_Estratto fornito_
Nel corso del secolo, le posizioni degli intellettuali nei confronti del teatro presentano differenze e svolte, che

riflettono sia l'immissione di nuovi modelli, sia le emergenze spettacolari del momento, e descrivono nell'

insieme un campo di applicazioni culturali suscettibile di adattamenti e oscillazioni. Nel periodo che corre dai

primi fermenti della riforma letteraria fino alle istituzionalizzazioni del periodo giacobino, individuiamo 3

successive tendenze. Lungo la prima fase, che inizia con la fondazione dell'Arcadia (1690) e culmina nella

formalizzazione delle nuove forme tragiche, si viene via via a radicare un pensiero teatrale che percepisce le

particolari realtà dello spettacolo italiano in quanto insieme di carenze, irregolarità e difetti, e si riferisce

soprattutto ai testi della rinata drammaturgia letteraria, visti come modelli e strumenti d'attuazione del teatro

quale avrebbe dovuto essere. Fra gli esiti di questo periodo ricordiamo: la riattivazione in senso normativo

della Poetica di Aristotele; la nascita della storia del teatro come storia dei generi; la caduta in disuso delle

forme di esposizione praticate dalla trattatistica del '600; la perdita di interesse per la conservazione dei

documenti sugli spettacoli.

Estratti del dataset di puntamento

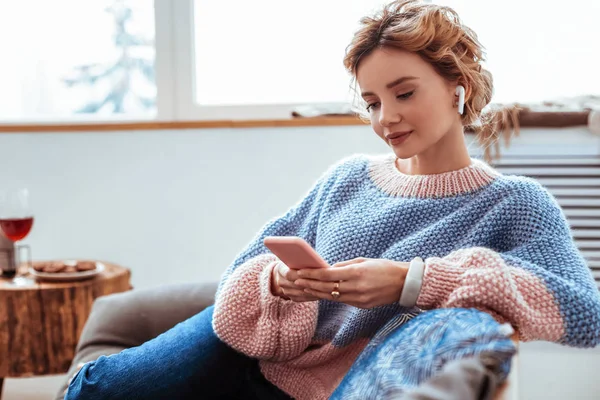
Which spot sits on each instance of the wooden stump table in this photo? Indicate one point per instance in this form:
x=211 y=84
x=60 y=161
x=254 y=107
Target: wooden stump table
x=40 y=324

_Consegna_
Ricopia senza modifiche il brano sul teatro, cominciando dalle parole "particolari realtà dello" e fermandoti dopo "documenti sugli spettacoli.".

_Risultato dell'esercizio_
particolari realtà dello spettacolo italiano in quanto insieme di carenze, irregolarità e difetti, e si riferisce

soprattutto ai testi della rinata drammaturgia letteraria, visti come modelli e strumenti d'attuazione del teatro

quale avrebbe dovuto essere. Fra gli esiti di questo periodo ricordiamo: la riattivazione in senso normativo

della Poetica di Aristotele; la nascita della storia del teatro come storia dei generi; la caduta in disuso delle

forme di esposizione praticate dalla trattatistica del '600; la perdita di interesse per la conservazione dei

documenti sugli spettacoli.